**Required task:**
Rewrite the records from the line containing "Flashcard task. Put a dot on each instance of the leafy" through the line containing "x=290 y=103", substituting "Place a point" for every "Put a dot" and changing nothing else.

Dataset excerpts on object pointing
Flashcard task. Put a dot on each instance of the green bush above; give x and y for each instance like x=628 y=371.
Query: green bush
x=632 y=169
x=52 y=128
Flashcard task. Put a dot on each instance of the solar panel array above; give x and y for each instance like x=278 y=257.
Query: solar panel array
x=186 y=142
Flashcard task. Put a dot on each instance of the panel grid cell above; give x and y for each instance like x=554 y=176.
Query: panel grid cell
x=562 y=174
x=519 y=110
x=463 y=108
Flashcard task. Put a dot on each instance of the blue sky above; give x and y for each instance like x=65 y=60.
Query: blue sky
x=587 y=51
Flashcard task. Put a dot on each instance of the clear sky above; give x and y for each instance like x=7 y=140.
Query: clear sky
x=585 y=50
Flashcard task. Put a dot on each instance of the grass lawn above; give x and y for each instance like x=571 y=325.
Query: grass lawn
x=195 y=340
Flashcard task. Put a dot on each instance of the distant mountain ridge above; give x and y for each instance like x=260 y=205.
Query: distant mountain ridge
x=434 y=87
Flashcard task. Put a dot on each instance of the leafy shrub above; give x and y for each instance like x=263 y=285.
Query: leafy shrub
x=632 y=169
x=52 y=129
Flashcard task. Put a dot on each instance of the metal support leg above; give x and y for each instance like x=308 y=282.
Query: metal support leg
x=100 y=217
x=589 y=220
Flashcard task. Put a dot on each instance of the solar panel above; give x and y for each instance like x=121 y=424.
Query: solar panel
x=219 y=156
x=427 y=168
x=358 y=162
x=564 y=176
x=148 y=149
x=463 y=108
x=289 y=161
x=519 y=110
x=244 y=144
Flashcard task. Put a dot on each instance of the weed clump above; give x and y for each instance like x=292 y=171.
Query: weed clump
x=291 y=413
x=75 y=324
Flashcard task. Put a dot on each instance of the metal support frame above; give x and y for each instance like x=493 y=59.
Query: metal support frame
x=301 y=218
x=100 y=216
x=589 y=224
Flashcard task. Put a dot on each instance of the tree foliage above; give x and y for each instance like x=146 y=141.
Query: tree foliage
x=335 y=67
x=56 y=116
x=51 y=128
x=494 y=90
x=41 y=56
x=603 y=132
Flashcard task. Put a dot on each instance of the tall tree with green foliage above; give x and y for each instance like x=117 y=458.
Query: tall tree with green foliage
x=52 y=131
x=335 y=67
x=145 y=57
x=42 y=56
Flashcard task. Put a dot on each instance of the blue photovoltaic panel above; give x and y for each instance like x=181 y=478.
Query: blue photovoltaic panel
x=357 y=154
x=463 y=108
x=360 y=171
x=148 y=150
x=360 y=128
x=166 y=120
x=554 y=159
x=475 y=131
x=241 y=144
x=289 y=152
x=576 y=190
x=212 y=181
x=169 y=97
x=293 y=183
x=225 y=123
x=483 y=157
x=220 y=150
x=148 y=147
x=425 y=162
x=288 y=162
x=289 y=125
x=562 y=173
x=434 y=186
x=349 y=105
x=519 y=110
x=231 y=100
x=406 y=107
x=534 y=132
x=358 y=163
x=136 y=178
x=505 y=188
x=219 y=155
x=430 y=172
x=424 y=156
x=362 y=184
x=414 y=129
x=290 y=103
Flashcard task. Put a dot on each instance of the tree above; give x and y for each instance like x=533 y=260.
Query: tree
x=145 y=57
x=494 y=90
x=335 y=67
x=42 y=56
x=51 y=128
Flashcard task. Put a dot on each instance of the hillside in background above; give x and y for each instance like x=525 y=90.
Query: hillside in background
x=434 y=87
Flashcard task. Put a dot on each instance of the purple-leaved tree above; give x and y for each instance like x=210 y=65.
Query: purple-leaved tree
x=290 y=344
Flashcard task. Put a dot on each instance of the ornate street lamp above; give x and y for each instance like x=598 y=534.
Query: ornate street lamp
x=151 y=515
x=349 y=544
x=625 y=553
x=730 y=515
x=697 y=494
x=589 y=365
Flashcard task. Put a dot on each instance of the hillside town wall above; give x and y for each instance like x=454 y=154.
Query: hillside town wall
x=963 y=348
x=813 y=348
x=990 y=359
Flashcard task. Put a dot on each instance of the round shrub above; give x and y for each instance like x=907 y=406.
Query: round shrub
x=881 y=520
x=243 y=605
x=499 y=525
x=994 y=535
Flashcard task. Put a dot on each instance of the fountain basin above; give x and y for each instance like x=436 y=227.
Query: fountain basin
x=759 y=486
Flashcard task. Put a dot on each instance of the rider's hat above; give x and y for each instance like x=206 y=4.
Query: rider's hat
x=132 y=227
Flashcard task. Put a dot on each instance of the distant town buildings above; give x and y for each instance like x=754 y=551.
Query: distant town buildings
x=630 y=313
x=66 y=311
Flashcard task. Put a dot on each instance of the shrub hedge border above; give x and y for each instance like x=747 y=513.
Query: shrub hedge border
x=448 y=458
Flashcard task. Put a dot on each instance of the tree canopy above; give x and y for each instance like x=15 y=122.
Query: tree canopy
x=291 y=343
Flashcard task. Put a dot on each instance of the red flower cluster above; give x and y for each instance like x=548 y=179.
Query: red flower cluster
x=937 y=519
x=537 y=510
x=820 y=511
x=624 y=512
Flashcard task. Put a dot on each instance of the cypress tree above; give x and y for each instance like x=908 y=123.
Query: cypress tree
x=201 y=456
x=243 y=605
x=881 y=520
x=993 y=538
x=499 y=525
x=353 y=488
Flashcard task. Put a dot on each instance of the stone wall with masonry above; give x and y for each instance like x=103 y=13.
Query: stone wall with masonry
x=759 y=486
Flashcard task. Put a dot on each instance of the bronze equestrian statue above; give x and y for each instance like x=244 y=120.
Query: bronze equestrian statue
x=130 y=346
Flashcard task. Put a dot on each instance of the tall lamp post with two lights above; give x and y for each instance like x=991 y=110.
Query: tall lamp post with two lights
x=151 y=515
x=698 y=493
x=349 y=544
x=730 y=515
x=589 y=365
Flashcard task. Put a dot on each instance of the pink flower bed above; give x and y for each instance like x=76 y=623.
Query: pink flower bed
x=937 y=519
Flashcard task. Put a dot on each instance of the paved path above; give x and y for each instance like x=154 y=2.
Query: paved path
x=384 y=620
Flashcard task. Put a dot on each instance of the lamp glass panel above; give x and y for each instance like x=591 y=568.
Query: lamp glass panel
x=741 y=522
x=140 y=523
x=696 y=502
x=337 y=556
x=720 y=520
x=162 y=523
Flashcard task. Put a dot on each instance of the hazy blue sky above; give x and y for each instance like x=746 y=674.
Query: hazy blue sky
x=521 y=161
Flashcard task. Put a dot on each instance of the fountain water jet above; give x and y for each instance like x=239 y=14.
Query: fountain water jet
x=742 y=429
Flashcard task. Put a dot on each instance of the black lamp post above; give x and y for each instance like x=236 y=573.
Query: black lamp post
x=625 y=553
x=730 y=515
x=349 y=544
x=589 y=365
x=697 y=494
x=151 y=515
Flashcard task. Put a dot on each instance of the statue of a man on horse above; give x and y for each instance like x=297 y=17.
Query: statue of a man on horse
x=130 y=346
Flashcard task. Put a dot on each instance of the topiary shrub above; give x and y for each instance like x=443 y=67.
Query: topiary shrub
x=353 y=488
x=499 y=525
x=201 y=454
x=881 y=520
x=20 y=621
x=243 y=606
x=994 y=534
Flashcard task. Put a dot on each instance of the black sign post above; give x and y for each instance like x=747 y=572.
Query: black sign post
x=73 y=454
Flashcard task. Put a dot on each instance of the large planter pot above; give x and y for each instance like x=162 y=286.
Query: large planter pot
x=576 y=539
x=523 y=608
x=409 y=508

**Worked solution:**
Flashcard task. Place a point on each instance of the leafy shrub above; give x and y for each instance like x=263 y=285.
Query: leafy shrub
x=632 y=169
x=52 y=129
Flashcard task. Place a point on each instance of the metal support leg above; give x and y for each instance like x=308 y=282.
Query: metal support leg
x=100 y=217
x=589 y=220
Flashcard task. Place a point on each instance of the solar panel above; give x and y for each instance like x=121 y=424.
Query: solar panel
x=219 y=156
x=427 y=168
x=358 y=162
x=564 y=176
x=148 y=149
x=463 y=108
x=289 y=161
x=519 y=110
x=244 y=144
Flashcard task. Place a point on each instance of the weed clump above; give x and y for each instance like x=292 y=171.
Query: weed clump
x=291 y=413
x=75 y=324
Flashcard task. Place a point on each instance of the metal support frame above; give x and y for each instance like x=493 y=59.
Query: metal support frame
x=301 y=218
x=100 y=216
x=589 y=224
Flashcard task. Place a point on each instance of the tree foliage above; give x and y for each instance like x=146 y=141.
Query: tree foliage
x=335 y=67
x=56 y=116
x=51 y=128
x=494 y=90
x=41 y=56
x=603 y=132
Flashcard task. Place a point on each instance of the tall tree with green foliage above; give x and y for each instance like x=117 y=458.
Query: tall tree with green foliage
x=52 y=131
x=335 y=67
x=145 y=57
x=42 y=56
Flashcard task. Place a point on each instance of the blue photovoltaic panel above; give x and y for each instance like x=181 y=478.
Query: blue photovoltaic panel
x=357 y=154
x=463 y=108
x=360 y=171
x=148 y=150
x=360 y=128
x=166 y=120
x=554 y=159
x=475 y=131
x=241 y=144
x=289 y=152
x=576 y=190
x=212 y=181
x=169 y=97
x=293 y=183
x=225 y=123
x=483 y=157
x=220 y=150
x=148 y=147
x=425 y=162
x=288 y=162
x=289 y=125
x=562 y=173
x=434 y=186
x=349 y=105
x=519 y=110
x=231 y=100
x=406 y=107
x=534 y=132
x=358 y=163
x=136 y=178
x=505 y=188
x=219 y=155
x=430 y=172
x=424 y=156
x=362 y=184
x=414 y=129
x=290 y=103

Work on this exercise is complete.